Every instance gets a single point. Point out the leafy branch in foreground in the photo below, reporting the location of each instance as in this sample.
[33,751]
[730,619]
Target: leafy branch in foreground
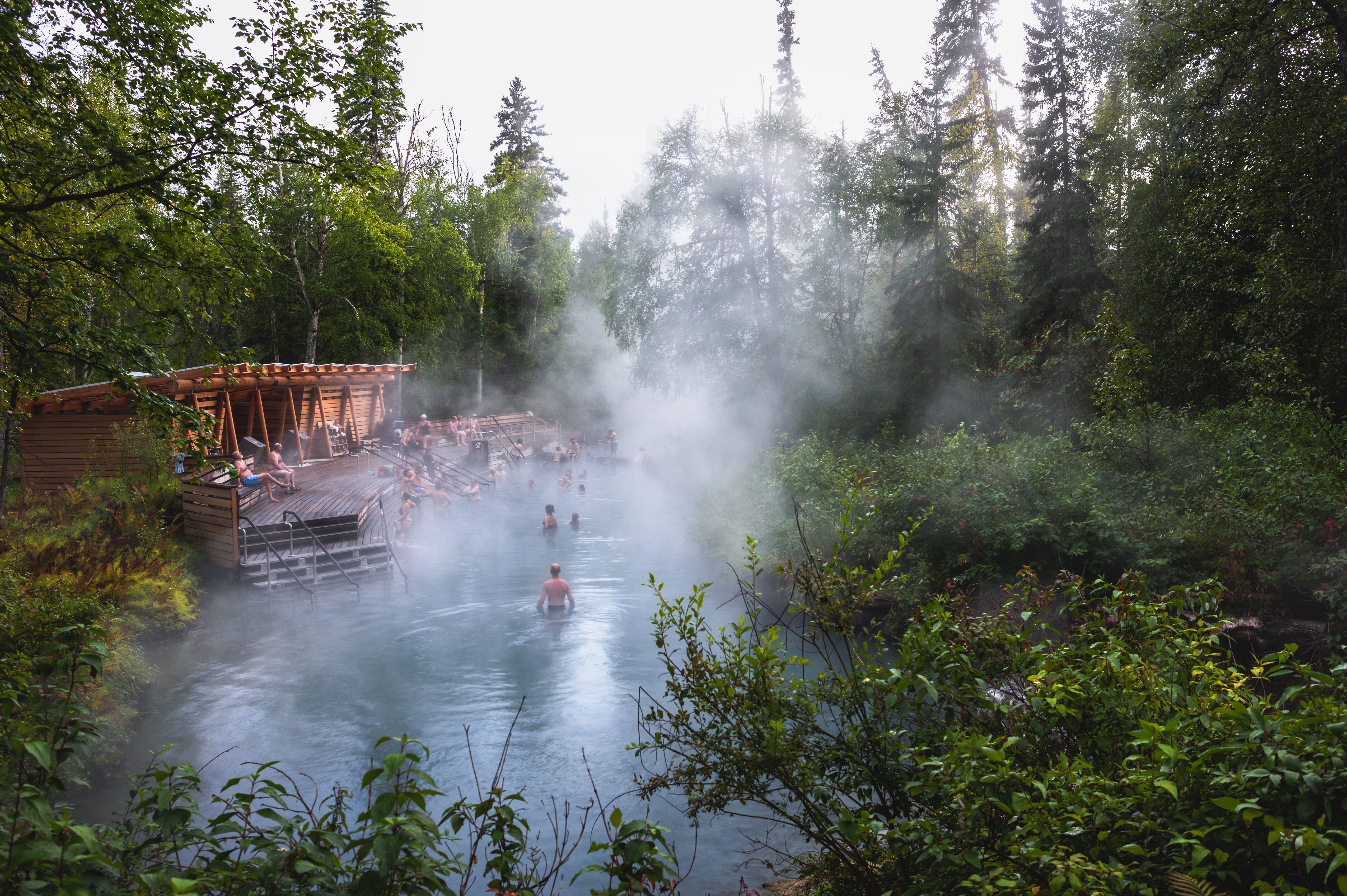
[263,833]
[1088,738]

(Short problem) Render the lines above as a Markdown table with two columns, "No." for the row number and "Line" for the line itself, skipping any blank lines. Leave the pictures out of the table.

(Solution to this task)
| No. | Line |
|---|---|
| 1 | Every instance gets a single point. Point out the leafy branch in foreground in the photo below, reporting the location of each instance as in this sample. |
| 2 | [33,751] |
| 3 | [730,619] |
| 4 | Target: leafy branch in foreground |
| 5 | [263,833] |
| 6 | [1088,738] |